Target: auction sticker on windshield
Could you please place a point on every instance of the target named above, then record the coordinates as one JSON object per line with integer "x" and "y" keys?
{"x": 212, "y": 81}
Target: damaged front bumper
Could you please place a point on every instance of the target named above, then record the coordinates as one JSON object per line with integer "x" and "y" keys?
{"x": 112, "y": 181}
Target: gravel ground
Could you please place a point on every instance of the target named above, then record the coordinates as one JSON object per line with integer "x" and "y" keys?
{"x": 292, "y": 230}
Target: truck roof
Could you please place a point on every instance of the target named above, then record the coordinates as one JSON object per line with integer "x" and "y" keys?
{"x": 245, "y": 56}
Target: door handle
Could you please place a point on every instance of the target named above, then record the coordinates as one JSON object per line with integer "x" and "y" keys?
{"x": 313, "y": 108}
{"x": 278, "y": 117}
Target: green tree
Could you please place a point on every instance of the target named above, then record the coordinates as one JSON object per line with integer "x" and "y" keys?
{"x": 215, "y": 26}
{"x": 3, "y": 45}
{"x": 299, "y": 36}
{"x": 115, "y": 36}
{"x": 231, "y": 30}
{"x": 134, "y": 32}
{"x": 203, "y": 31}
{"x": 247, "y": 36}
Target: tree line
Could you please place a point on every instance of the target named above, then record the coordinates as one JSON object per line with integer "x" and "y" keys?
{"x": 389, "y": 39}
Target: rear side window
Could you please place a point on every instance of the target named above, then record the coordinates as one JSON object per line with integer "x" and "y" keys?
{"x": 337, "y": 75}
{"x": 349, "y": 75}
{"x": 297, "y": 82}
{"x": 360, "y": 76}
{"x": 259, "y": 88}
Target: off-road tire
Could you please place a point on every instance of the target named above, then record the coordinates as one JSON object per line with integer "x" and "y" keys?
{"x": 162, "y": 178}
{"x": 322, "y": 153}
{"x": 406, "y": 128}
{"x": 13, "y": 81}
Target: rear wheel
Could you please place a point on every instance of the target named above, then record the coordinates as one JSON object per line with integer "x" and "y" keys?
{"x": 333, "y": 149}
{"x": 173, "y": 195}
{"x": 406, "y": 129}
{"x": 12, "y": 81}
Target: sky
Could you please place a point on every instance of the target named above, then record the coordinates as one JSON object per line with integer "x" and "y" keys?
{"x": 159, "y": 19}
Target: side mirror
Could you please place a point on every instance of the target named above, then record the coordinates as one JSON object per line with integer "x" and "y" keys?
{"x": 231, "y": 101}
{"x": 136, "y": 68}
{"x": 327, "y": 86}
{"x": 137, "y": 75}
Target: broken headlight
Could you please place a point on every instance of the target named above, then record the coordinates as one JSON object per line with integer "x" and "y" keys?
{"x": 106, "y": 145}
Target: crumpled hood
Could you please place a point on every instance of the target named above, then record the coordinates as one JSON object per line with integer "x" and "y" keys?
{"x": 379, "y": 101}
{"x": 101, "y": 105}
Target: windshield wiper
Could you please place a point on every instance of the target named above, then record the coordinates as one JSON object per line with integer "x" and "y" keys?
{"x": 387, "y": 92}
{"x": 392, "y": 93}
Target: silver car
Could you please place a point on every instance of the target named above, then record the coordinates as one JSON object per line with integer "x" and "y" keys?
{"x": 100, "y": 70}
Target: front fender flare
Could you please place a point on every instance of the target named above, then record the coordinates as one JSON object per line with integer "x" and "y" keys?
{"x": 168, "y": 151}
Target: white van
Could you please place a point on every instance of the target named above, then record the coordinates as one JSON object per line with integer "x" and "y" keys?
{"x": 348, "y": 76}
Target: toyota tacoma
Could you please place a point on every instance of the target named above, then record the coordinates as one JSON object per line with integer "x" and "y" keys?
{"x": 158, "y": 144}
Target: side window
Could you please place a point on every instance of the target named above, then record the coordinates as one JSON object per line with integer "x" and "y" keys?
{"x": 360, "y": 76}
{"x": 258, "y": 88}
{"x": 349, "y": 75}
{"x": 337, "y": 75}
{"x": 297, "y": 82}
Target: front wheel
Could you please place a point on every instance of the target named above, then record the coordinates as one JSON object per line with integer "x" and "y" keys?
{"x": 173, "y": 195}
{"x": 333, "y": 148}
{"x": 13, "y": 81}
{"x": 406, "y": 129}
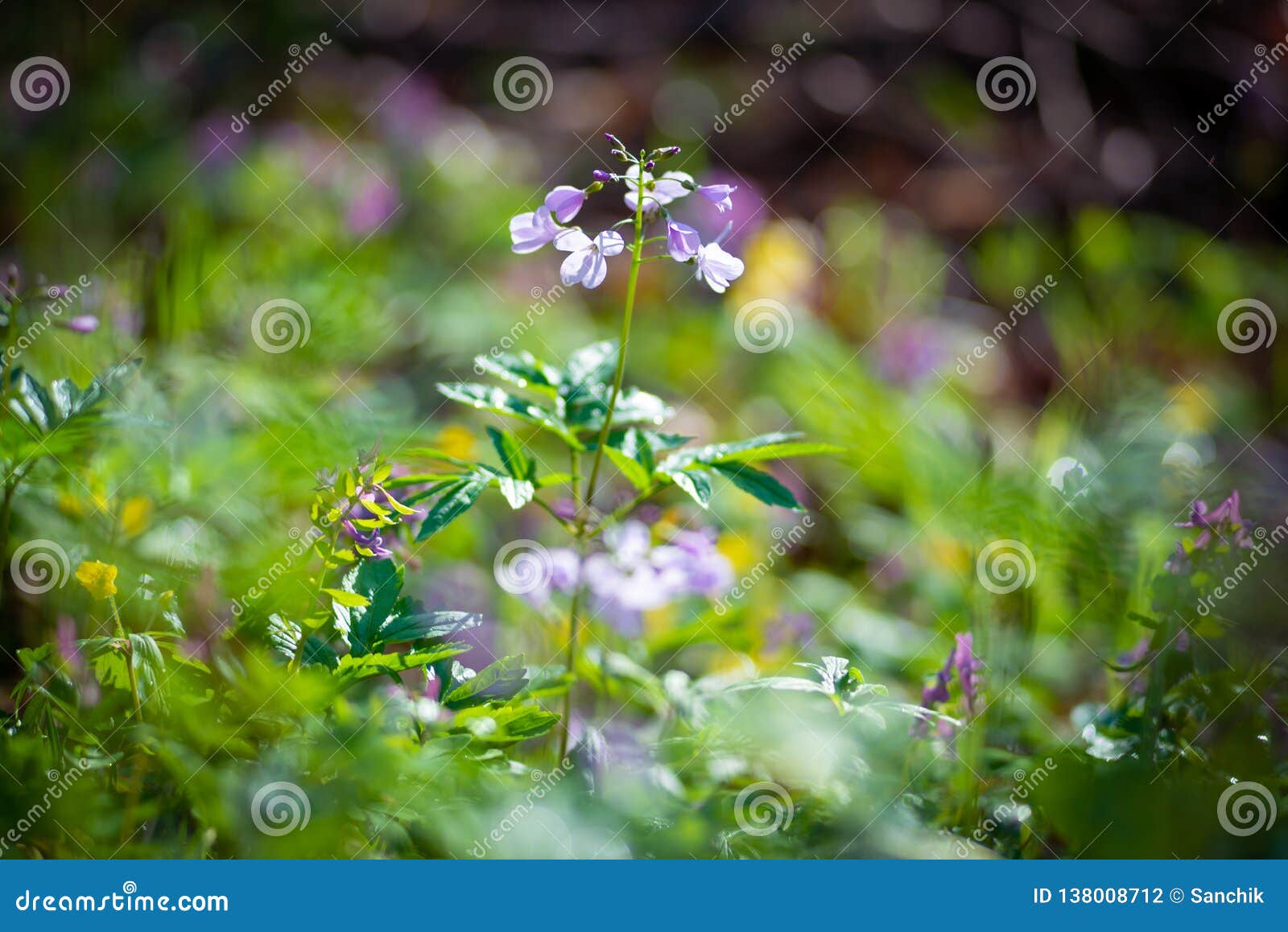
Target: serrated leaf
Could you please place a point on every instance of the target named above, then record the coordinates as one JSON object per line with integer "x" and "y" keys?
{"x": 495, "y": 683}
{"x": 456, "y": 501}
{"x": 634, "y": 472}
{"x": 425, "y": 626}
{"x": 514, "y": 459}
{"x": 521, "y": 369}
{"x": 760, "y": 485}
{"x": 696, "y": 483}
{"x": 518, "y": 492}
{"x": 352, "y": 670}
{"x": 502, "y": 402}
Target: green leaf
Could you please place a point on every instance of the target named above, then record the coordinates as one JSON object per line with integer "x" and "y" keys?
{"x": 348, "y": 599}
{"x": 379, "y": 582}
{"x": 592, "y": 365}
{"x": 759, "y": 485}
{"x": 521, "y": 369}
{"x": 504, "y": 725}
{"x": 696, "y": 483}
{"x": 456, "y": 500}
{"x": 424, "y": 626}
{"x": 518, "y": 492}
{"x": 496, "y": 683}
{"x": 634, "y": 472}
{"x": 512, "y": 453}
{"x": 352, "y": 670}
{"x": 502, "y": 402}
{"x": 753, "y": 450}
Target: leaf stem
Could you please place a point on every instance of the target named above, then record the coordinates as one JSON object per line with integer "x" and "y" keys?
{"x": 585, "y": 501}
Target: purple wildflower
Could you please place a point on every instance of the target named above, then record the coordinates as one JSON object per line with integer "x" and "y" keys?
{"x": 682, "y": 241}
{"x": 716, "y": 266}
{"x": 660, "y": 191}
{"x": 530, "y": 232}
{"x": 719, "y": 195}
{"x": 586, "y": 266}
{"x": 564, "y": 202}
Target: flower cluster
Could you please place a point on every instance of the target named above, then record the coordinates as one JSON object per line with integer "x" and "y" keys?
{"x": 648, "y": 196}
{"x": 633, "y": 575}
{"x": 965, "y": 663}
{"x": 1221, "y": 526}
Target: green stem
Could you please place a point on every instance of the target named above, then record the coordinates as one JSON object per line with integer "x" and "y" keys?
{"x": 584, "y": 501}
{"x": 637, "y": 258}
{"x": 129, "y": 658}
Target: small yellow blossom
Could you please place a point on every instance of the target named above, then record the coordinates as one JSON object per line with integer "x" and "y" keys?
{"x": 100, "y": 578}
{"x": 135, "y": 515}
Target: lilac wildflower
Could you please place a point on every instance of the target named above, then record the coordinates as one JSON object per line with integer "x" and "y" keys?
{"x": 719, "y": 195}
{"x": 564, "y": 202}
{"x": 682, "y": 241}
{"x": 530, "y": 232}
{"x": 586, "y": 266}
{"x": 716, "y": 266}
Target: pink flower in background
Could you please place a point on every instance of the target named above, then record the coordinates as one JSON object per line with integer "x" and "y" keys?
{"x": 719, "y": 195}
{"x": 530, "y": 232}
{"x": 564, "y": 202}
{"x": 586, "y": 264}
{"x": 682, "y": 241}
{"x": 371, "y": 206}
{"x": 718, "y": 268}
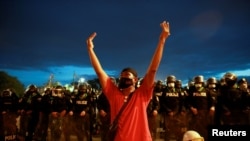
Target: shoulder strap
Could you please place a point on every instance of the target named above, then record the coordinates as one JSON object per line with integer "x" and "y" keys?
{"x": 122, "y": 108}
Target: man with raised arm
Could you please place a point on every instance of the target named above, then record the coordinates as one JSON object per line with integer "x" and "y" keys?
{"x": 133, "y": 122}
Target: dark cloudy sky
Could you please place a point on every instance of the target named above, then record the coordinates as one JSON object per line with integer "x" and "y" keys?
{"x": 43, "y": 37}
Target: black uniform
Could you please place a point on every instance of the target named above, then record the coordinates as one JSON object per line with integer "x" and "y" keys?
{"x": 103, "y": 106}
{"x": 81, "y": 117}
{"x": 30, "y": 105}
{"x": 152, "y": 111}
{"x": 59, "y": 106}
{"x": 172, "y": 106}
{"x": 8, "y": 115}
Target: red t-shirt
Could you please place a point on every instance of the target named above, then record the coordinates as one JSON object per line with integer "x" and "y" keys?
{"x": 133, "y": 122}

○ ○ ○ ○ ○

## [Directive]
Present the lines as a numbered list, starting at the line that contains "Target: small yellow blossom" and ending at the last line of the items, with blank lines and pictures left out.

## [Written response]
1. Target: small yellow blossom
2. Could you please place a point on every instance of the target named above, then record the coordinates as one JSON object per line with integer "x" and "y" keys?
3. {"x": 100, "y": 578}
4. {"x": 135, "y": 515}
5. Target: lilac wildflower
6. Could you please place a point on every instance of the target named above, then record the coordinates as one JSON object per line with integer "x" and "y" keys?
7. {"x": 719, "y": 195}
8. {"x": 564, "y": 202}
9. {"x": 682, "y": 241}
10. {"x": 530, "y": 232}
11. {"x": 586, "y": 266}
12. {"x": 716, "y": 266}
13. Target: pink flower in background
14. Could you please place a point on every instance of the target named above, then record the coordinates as one JSON object per line with integer "x" and "y" keys?
15. {"x": 719, "y": 195}
16. {"x": 530, "y": 232}
17. {"x": 564, "y": 202}
18. {"x": 586, "y": 264}
19. {"x": 682, "y": 241}
20. {"x": 371, "y": 206}
21. {"x": 718, "y": 268}
22. Target: shoulder strap
23. Could you please place a point on every instance of the target named above, then record the coordinates as one JSON object per line with integer "x" and "y" keys?
24. {"x": 122, "y": 108}
25. Target: man with raised arm
26. Could you please place a point on every instance of the target named above, then record the coordinates as one JSON object per line with integer "x" and "y" keys?
27. {"x": 133, "y": 122}
28. Target: dark cloudy sky
29. Could you please place a point on every instance of the target named above, then record the coordinates as one JSON object per line with integer "x" and "y" keys?
30. {"x": 43, "y": 37}
31. Target: black uniform
32. Could you please place a point on every instance of the target named above, then record the coordinates as one JSON object per line with integer "x" and "y" keys?
33. {"x": 103, "y": 106}
34. {"x": 81, "y": 117}
35. {"x": 30, "y": 105}
36. {"x": 152, "y": 111}
37. {"x": 59, "y": 106}
38. {"x": 172, "y": 106}
39. {"x": 8, "y": 115}
40. Target: red t-shirt
41. Could you please place a point on every instance of the target named above, then record the coordinates as one JSON object per line with integer "x" and "y" keys?
42. {"x": 133, "y": 122}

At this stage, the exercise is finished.